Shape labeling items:
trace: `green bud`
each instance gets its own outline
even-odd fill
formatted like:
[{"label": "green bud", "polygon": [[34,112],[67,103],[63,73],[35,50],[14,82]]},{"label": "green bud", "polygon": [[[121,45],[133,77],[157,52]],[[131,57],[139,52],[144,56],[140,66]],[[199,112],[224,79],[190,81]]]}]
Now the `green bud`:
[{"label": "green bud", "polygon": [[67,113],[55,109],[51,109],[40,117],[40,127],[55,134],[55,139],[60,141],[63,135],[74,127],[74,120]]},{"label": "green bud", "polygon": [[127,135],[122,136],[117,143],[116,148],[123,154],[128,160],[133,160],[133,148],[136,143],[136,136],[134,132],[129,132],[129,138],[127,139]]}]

> _STATED GOAL_:
Write out every line of the items above again, requests included, offsetting each polygon coordinate in the answers by -106. Leave the numbers in the requests and their format samples unchanged.

> _WRITTEN ANSWER_:
trace: `green bud`
each instance gets its own outline
even-odd fill
formatted like:
[{"label": "green bud", "polygon": [[34,112],[67,103],[63,73],[35,50],[14,82]]},{"label": "green bud", "polygon": [[[121,45],[133,77],[157,52]],[[131,57],[139,52],[144,56],[140,66]],[[199,112],[224,79],[190,81]]]}]
Now the `green bud`:
[{"label": "green bud", "polygon": [[-39,7],[-51,3],[-55,3],[-66,11],[-66,21],[-51,28],[-51,33],[-46,35],[-43,29],[-32,21],[-32,14]]},{"label": "green bud", "polygon": [[21,29],[16,30],[11,37],[10,42],[17,48],[22,54],[27,54],[27,42],[30,37],[30,30],[28,26],[23,26],[23,32],[21,33]]}]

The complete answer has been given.